Description of the task
Convert the records into a Markdown table with the columns Row and Text, one numbered row per line and no blank lines. Start at the line containing "red ribbon bow." and end at the last line of the records.

--- BEGIN Working data ---

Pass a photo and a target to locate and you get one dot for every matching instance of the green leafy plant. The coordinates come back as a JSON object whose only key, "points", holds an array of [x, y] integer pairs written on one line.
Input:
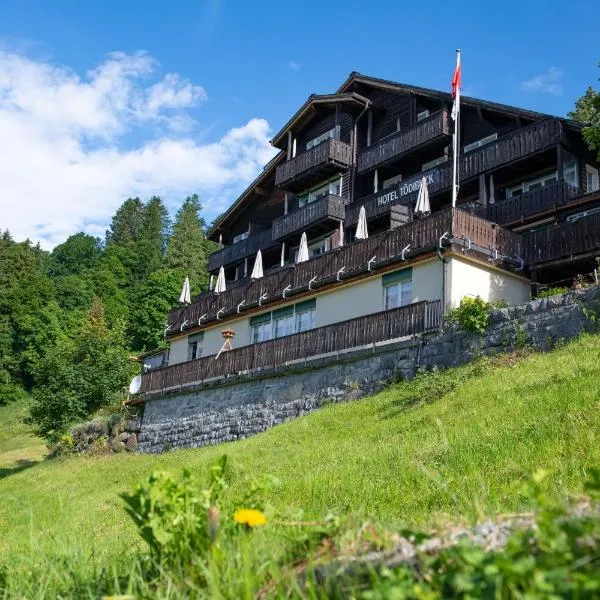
{"points": [[177, 519], [472, 315], [552, 291]]}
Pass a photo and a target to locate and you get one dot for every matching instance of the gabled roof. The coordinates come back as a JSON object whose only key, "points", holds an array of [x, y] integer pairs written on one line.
{"points": [[376, 82], [313, 102], [268, 171]]}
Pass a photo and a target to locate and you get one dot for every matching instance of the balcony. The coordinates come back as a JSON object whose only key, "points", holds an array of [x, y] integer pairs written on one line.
{"points": [[433, 128], [347, 262], [420, 317], [240, 250], [328, 208], [405, 192], [326, 159], [508, 149], [564, 242], [534, 202]]}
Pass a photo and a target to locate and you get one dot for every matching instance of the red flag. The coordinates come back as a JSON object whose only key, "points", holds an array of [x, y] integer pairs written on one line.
{"points": [[457, 77]]}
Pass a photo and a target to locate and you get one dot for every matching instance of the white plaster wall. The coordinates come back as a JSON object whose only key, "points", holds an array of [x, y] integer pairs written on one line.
{"points": [[470, 279], [178, 351], [348, 302], [427, 280]]}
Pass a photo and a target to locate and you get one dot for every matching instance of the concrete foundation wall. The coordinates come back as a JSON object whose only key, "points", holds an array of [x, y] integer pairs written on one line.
{"points": [[240, 406]]}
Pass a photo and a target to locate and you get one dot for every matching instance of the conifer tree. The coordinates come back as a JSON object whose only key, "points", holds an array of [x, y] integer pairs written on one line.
{"points": [[154, 229], [188, 248]]}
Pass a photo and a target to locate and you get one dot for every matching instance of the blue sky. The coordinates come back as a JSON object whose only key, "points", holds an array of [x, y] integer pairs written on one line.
{"points": [[245, 67]]}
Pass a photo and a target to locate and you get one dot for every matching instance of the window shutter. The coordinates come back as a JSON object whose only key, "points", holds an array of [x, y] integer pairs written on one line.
{"points": [[307, 305], [286, 311], [397, 276], [258, 319]]}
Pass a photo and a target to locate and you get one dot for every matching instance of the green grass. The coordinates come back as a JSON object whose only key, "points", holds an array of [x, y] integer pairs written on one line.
{"points": [[19, 448], [446, 447]]}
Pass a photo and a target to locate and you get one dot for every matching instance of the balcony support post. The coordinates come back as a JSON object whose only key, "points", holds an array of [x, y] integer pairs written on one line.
{"points": [[559, 163], [483, 195]]}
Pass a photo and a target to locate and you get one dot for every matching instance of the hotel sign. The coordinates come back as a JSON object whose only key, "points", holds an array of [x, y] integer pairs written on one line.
{"points": [[403, 189]]}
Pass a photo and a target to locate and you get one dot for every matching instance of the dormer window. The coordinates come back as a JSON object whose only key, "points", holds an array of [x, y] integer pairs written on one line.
{"points": [[241, 237], [320, 139]]}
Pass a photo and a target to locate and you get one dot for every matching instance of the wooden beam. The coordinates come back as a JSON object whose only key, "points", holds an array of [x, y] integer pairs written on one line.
{"points": [[260, 191], [483, 190], [559, 162]]}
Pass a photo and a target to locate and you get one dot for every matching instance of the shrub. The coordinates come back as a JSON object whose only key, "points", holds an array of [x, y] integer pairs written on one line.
{"points": [[178, 520], [472, 314], [552, 291]]}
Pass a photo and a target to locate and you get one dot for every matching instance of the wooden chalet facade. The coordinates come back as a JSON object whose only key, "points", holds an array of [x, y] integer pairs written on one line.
{"points": [[528, 211]]}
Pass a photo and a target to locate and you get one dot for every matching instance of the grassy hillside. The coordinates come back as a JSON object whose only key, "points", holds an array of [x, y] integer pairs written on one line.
{"points": [[19, 448], [445, 447]]}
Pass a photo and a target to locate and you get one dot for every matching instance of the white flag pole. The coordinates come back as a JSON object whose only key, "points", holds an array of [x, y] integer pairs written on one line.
{"points": [[455, 137]]}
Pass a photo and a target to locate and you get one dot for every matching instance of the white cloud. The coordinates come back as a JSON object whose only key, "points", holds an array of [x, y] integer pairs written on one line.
{"points": [[64, 166], [548, 83]]}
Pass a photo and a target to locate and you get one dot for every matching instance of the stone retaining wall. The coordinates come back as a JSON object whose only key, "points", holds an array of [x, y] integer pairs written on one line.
{"points": [[240, 406]]}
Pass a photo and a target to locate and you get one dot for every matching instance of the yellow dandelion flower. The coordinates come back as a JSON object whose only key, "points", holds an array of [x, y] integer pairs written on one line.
{"points": [[250, 517]]}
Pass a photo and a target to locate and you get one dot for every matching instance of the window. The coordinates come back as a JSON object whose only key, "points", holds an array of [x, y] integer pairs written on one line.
{"points": [[261, 328], [333, 187], [391, 181], [481, 142], [422, 115], [570, 173], [592, 180], [532, 184], [283, 321], [320, 139], [305, 315], [434, 163], [583, 214], [195, 346], [397, 289]]}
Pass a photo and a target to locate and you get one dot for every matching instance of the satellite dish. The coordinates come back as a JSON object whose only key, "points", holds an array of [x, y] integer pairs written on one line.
{"points": [[135, 385]]}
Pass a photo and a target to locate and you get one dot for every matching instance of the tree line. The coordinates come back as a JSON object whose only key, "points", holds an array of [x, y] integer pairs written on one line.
{"points": [[71, 319]]}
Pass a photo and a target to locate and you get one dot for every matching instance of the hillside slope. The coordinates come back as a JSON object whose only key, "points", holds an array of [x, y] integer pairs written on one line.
{"points": [[445, 447]]}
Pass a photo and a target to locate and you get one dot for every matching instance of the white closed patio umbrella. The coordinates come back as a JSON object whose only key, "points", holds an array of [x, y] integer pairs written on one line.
{"points": [[185, 296], [422, 207], [492, 199], [220, 287], [303, 250], [257, 269], [361, 226], [341, 234]]}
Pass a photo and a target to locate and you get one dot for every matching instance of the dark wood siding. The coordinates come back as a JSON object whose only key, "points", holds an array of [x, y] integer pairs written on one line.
{"points": [[323, 121]]}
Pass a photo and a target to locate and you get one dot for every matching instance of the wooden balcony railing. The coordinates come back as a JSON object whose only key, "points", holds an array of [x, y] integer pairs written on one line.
{"points": [[434, 127], [344, 263], [536, 201], [329, 155], [240, 250], [509, 148], [300, 219], [563, 241], [420, 317]]}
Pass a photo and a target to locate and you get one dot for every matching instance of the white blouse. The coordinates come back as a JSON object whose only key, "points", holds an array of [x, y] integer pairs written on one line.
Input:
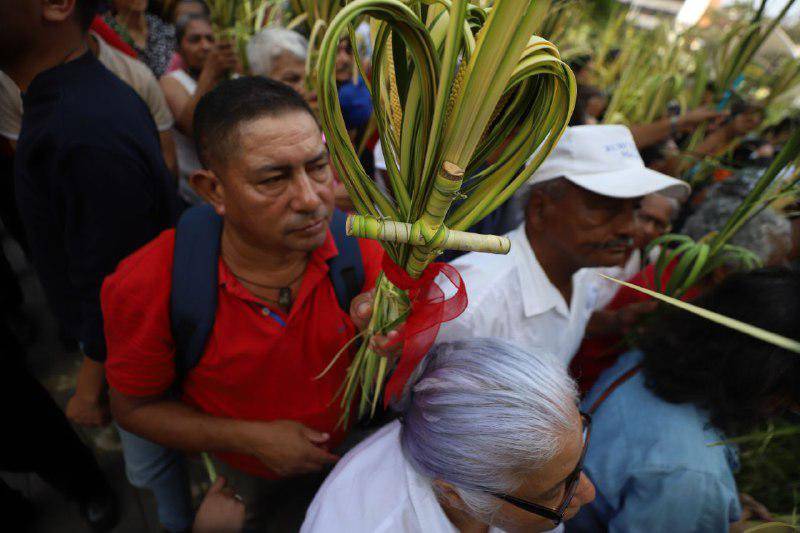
{"points": [[375, 489]]}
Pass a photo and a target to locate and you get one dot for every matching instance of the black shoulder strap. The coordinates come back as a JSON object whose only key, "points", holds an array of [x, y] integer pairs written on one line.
{"points": [[193, 300], [346, 270]]}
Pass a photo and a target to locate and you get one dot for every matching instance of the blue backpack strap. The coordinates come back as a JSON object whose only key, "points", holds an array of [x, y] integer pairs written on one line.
{"points": [[346, 270], [193, 300]]}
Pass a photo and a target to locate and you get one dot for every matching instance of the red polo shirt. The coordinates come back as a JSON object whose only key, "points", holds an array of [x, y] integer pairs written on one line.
{"points": [[259, 363]]}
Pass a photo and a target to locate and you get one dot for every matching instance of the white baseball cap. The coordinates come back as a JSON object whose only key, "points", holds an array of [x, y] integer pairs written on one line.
{"points": [[605, 160]]}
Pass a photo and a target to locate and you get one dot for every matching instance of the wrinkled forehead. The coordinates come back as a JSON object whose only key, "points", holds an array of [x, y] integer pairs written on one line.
{"points": [[285, 139]]}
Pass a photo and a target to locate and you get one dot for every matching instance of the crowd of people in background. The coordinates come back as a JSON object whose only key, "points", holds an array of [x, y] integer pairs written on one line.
{"points": [[181, 212]]}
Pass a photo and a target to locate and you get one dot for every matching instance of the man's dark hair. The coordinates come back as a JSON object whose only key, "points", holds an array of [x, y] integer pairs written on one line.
{"points": [[183, 23], [170, 14], [85, 11], [735, 377], [220, 112]]}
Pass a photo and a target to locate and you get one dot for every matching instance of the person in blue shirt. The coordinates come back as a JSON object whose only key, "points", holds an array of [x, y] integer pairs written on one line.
{"points": [[659, 412], [354, 96]]}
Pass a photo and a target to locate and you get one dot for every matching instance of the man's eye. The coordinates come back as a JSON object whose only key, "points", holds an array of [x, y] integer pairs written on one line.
{"points": [[270, 181]]}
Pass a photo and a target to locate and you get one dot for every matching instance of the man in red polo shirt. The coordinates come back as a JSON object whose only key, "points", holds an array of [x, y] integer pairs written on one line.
{"points": [[256, 398]]}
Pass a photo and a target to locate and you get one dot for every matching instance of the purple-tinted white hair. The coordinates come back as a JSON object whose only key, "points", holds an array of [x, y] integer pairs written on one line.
{"points": [[481, 414]]}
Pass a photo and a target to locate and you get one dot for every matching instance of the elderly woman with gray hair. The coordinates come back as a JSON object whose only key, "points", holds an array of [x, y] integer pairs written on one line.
{"points": [[280, 54], [489, 439]]}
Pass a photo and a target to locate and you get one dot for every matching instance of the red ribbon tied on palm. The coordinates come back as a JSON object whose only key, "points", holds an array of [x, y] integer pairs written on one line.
{"points": [[429, 309]]}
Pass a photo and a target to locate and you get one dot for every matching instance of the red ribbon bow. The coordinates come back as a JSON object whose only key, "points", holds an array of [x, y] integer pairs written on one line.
{"points": [[429, 309]]}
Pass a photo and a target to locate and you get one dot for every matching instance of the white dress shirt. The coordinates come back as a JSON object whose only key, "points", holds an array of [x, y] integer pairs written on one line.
{"points": [[511, 297], [375, 489]]}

--- END Working data ---

Response
| Row | Text |
|---|---|
| 1 | Pass a photo and a target to locate and you get one dot for every matching instance of the red ribbon bow. The coordinates come back as a JSON object whose only key, "points", holds an array of [x, y] integer pairs written on one line. |
| 2 | {"points": [[429, 309]]} |
| 3 | Pass a photo and a target to locate and you get one dot for every matching instance of the white dress shirt. The coordinates come back as a JSON object whose only key, "points", holds an array of [x, y] integer pairs written on one line. |
| 4 | {"points": [[511, 297], [375, 489]]} |